Job A
Please shorten the paragraph starting "In Mercurial, whitespace related handling" in the xdiff patch, or turn it into a list, and keep its main facts.
Job B
Summarize the xdiff patch in two sentences.
Job C
Carry on the xdiff patch from its last line.

Provided text
────
D2683: xdiff: remove whitespace related feature

quark (Jun Wu) phabricator at mercurial-scm.org
Mon Mar 5 00:50:20 UTC 2018


quark created this revision.
Herald added a subscriber: mercurial-devel.
Herald added a reviewer: hg-reviewers.

REVISION SUMMARY
  In Mercurial, whitespace related handling are done at a higher level than
  the low-level diff algorithm so "ignore spaces". So it's not used by mdiff.
  Some of the upcoming optimizations would be more difficult with whitespace
  related features kept. So let's remove them.

REPOSITORY
  rHG Mercurial

REVISION DETAIL
  https://phab.mercurial-scm.org/D2683

AFFECTED FILES
  mercurial/thirdparty/xdiff/xdiff.h
  mercurial/thirdparty/xdiff/xdiffi.c
  mercurial/thirdparty/xdiff/xutils.c
  mercurial/thirdparty/xdiff/xutils.h

CHANGE DETAILS

diff --git a/mercurial/thirdparty/xdiff/xutils.h b/mercurial/thirdparty/xdiff/xutils.h
--- a/mercurial/thirdparty/xdiff/xutils.h
+++ b/mercurial/thirdparty/xdiff/xutils.h
@@ -32,7 +32,6 @@
 void xdl_cha_free(chastore_t *cha);
 void *xdl_cha_alloc(chastore_t *cha);
 long xdl_guess_lines(mmfile_t *mf, long sample);
-int xdl_blankline(const char *line, long size, long flags);
 int xdl_recmatch(const char *l1, long s1, const char *l2, long s2, long flags);
 unsigned long xdl_hash_record(char const **data, char const *top, long flags);
 unsigned int xdl_hashbits(unsigned int size);
diff --git a/mercurial/thirdparty/xdiff/xutils.c b/mercurial/thirdparty/xdiff/xutils.c
--- a/mercurial/thirdparty/xdiff/xutils.c
+++ b/mercurial/thirdparty/xdiff/xutils.c
@@ -143,168 +143,17 @@
 	return nl + 1;
 }
 
-int xdl_blankline(const char *line, long size, long flags)
-{
-	long i;
-
-	if (!(flags & XDF_WHITESPACE_FLAGS))
-		return (size <= 1);
-
-	for (i = 0; i < size && XDL_ISSPACE(line[i]); i++)
────
Data entries
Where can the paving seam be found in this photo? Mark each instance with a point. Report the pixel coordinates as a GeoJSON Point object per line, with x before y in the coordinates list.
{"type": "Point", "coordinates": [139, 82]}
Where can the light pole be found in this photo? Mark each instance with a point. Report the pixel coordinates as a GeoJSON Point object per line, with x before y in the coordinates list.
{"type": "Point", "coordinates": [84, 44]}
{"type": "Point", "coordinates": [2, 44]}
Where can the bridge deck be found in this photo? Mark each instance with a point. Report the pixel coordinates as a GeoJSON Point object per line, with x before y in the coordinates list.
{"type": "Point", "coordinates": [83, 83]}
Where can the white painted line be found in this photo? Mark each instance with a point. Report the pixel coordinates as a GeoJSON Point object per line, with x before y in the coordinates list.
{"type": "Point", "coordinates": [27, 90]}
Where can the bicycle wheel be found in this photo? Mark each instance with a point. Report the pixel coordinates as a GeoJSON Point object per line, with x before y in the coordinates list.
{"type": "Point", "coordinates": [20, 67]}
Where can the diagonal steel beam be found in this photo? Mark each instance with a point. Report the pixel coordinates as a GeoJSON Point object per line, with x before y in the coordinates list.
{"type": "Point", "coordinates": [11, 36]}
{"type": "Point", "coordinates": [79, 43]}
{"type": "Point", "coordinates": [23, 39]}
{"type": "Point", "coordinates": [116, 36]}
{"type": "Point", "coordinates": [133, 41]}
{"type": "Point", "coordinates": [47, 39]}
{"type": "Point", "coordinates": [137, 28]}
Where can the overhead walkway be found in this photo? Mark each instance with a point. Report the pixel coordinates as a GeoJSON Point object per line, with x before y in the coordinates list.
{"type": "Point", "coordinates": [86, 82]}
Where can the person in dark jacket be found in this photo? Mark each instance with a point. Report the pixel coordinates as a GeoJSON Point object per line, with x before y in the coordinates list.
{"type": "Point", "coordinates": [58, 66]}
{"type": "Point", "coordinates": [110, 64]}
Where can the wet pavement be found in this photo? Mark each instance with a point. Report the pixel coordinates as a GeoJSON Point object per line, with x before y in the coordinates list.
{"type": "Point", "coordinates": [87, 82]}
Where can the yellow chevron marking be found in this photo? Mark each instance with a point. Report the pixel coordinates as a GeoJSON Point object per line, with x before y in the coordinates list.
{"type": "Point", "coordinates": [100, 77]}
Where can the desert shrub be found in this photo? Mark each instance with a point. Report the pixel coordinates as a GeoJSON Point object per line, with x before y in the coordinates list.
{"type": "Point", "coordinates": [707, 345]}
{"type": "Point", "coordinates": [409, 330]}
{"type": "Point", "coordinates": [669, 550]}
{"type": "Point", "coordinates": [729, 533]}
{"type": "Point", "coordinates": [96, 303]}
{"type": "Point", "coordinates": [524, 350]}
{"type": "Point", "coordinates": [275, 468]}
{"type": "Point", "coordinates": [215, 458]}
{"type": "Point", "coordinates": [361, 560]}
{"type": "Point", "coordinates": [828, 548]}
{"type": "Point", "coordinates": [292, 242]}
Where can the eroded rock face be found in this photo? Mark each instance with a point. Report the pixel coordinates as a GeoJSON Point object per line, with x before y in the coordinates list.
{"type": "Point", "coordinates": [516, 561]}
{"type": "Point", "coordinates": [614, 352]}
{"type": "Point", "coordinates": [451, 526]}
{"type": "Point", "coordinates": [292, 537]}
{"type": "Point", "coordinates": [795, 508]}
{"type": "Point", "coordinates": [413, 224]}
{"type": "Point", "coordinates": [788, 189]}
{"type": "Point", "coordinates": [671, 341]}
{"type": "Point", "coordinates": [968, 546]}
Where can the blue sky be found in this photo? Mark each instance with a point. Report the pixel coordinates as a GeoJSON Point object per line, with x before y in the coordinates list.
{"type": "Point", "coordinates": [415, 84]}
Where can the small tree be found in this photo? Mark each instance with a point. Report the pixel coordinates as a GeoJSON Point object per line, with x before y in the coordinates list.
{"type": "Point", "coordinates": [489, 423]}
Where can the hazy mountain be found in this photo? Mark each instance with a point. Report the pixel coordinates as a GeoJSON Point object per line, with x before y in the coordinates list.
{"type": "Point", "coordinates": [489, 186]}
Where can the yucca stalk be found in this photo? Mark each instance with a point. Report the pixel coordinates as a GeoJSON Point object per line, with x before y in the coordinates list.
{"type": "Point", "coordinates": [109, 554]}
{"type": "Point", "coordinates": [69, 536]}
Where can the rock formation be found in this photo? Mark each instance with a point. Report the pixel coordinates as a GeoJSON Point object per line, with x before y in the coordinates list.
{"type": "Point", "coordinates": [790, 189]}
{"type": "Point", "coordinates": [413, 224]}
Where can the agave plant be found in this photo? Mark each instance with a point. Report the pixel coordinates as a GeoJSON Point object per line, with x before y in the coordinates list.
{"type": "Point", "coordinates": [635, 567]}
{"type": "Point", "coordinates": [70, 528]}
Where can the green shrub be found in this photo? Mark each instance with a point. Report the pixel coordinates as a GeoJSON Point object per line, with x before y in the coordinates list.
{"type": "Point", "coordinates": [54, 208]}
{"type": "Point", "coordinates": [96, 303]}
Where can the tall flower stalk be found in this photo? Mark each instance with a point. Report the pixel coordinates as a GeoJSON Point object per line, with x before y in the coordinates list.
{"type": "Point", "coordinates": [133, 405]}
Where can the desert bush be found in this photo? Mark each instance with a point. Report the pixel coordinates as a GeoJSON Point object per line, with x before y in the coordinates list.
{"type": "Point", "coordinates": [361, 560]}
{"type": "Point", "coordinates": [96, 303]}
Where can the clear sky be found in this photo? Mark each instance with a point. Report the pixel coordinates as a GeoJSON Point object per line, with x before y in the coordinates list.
────
Output A
- Mercurial handles whitespace at a higher level than the low-level diff algorithm.
- mdiff does not use the whitespace features.
- Keeping these features would make some upcoming optimizations more difficult.
- The features are therefore removed.

Output B
Revision D2683, created by quark (Jun Wu) for the Mercurial repository, removes whitespace-related features from xdiff, because Mercurial handles whitespace above the low-level diff algorithm and keeping the features would make upcoming optimizations harder. The change affects four files under mercurial/thirdparty/xdiff, and its diff begins by deleting the xdl_blankline function from xutils.h and xutils.c.

Output C
-		;
-
-	return (i == size);
-}
-
-/*
- * Have we eaten everything on the line, except for an optional
- * CR at the very end?
- */
-static int ends_with_optional_cr(const char *l, long s, long i)
-{
-	int complete = s && l[s-1] == '\n';
-
-	if (complete)
-		s--;
-	if (s == i)
-		return 1;
-	/* do not ignore CR at the end of an incomplete line */
-	if (complete && s == i + 1 && l[i] == '\r')
-		return 1;
-	return 0;
-}
-
 int xdl_recmatch(const char *l1, long s1, const char *l2, long s2, long flags)
 {
-	int i1, i2;
-
 	if (s1 == s2 && !memcmp(l1, l2, s1))
 		return 1;
-	if (!(flags & XDF_WHITESPACE_FLAGS))
-		return 0;
-
-	i1 = 0;
-	i2 = 0;
-
-	/*
-	 * -w matches everything that matches with -b, and -b in turn
-	 * matches everything that matches with --ignore-space-at-eol,
-	 * which in turn matches everything that matches with --ignore-cr-at-eol.
-	 *
-	 * Each flavor of ignoring needs different logic to skip whitespaces
-	 * while we have both sides to compare.
-	 */
-	if (flags & XDF_IGNORE_WHITESPACE) {
-		goto skip_ws;
-		while (i1 < s1 && i2 < s2) {
-			if (l1[i1++] != l2[i2++])
-				return 0;
-		skip_ws:
-			while (i1 < s1 && XDL_ISSPACE(l1[i1]))
-				i1++;
-			while (i2 < s2 && XDL_ISSPACE(l2[i2]))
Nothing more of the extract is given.